Stored items
━━━━
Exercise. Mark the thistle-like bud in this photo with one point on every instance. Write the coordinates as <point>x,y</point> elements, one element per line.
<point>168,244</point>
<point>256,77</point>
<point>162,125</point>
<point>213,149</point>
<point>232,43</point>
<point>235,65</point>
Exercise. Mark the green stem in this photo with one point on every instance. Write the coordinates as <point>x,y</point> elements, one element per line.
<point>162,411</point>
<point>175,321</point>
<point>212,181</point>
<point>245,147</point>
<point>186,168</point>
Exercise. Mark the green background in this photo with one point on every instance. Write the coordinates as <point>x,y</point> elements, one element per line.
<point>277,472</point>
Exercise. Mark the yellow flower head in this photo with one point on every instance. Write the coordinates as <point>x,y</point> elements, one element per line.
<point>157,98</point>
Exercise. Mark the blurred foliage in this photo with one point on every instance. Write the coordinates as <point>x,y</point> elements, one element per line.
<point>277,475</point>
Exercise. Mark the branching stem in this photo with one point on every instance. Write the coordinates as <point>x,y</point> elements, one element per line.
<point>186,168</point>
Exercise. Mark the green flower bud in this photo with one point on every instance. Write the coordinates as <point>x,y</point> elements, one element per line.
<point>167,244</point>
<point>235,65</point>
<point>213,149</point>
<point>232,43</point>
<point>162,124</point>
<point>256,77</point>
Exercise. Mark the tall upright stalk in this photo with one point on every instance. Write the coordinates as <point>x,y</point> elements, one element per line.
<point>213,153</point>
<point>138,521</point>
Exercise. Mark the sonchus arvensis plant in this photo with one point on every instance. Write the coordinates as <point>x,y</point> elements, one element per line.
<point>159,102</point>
━━━━
◆ **EXERCISE BRIEF**
Exactly the lines from the one containing "Exercise. Mark the sonchus" through the end of the records above should be returned, with both ends kept.

◆ **OUTPUT OF THE TASK**
Exercise. Mark the sonchus arvensis plant in this photo with one point on every instance. Write the coordinates as <point>x,y</point> elements, one element per line.
<point>159,102</point>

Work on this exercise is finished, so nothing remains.